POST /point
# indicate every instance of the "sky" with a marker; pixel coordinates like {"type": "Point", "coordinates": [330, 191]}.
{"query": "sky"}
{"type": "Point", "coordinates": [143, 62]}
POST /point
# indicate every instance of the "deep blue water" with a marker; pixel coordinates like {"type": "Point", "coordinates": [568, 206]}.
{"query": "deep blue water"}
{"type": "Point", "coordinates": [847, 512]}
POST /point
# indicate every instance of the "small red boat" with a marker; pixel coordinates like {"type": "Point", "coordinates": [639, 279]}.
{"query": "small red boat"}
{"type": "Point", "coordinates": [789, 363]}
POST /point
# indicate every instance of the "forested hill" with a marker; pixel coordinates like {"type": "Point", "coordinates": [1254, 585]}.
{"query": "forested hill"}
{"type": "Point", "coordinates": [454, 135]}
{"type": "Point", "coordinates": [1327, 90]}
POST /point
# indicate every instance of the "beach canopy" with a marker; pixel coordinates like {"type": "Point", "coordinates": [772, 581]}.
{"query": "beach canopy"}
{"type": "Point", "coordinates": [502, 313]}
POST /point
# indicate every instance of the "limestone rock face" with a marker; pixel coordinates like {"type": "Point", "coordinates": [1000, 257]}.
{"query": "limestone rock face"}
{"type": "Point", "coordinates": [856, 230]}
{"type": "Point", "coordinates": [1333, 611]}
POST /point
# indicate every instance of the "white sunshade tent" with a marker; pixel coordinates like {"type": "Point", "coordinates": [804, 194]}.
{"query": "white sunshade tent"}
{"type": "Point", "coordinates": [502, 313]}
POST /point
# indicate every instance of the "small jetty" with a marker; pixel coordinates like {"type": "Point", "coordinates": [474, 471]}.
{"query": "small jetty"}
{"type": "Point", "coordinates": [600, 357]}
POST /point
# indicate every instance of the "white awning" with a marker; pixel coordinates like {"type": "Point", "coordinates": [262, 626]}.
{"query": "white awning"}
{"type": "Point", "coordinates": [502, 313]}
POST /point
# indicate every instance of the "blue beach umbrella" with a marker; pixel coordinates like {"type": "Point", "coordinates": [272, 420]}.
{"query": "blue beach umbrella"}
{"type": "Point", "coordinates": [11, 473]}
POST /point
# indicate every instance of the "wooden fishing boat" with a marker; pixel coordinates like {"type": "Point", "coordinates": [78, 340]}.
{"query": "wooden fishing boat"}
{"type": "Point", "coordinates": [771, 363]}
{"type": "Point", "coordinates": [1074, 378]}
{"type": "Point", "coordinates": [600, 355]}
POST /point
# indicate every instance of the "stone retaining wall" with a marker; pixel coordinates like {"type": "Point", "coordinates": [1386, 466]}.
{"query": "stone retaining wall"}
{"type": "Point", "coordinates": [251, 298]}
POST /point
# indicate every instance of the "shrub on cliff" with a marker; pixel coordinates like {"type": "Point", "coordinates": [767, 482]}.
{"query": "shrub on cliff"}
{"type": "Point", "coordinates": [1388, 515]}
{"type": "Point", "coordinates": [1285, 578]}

......

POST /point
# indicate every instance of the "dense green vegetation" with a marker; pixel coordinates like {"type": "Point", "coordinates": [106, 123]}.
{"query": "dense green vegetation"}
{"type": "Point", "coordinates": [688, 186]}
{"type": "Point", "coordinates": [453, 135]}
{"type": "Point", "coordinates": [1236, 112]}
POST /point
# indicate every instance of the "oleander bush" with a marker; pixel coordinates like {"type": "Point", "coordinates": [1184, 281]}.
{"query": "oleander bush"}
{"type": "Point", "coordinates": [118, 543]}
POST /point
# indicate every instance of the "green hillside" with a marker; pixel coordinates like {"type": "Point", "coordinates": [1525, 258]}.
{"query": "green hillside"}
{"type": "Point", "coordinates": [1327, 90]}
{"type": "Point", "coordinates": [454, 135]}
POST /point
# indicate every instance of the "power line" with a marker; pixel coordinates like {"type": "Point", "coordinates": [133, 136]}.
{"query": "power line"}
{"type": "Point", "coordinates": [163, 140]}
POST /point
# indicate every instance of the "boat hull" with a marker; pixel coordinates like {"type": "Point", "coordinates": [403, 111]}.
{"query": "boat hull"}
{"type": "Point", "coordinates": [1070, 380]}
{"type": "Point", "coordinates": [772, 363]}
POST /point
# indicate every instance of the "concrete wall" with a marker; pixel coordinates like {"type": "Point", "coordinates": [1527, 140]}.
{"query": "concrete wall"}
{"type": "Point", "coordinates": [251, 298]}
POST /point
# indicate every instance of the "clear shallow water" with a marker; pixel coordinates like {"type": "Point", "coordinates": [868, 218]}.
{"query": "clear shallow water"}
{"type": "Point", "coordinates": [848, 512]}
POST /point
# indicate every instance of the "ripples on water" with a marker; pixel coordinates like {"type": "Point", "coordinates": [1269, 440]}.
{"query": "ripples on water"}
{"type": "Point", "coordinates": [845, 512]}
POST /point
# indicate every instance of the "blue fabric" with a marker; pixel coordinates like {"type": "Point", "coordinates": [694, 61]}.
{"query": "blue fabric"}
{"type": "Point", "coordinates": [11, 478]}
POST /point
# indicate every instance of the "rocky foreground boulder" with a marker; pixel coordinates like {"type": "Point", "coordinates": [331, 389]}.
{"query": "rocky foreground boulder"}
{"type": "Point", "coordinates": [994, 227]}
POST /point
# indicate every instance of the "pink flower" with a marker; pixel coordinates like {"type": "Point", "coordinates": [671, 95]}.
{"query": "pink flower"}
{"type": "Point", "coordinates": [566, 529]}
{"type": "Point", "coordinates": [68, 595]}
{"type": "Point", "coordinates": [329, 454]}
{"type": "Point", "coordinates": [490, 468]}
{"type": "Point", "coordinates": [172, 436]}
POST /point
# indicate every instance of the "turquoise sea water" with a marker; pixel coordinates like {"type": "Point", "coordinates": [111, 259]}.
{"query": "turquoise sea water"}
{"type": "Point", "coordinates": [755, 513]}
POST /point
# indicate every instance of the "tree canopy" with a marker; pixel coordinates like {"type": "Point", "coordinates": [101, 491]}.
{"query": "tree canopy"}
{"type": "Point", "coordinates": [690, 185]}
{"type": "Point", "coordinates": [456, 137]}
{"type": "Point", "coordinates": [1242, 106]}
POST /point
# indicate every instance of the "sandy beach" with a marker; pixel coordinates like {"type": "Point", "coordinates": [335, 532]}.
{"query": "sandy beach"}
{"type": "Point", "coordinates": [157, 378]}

......

**AIM OF THE TASK**
Gather every line of the material above that contains the word "rocky" and copy each one out in full.

**THE REPLY**
# indicate every instance of the "rocky foreground boulder" with a marker; pixel coordinates like {"type": "Point", "coordinates": [331, 389]}.
{"query": "rocky foreground boulder"}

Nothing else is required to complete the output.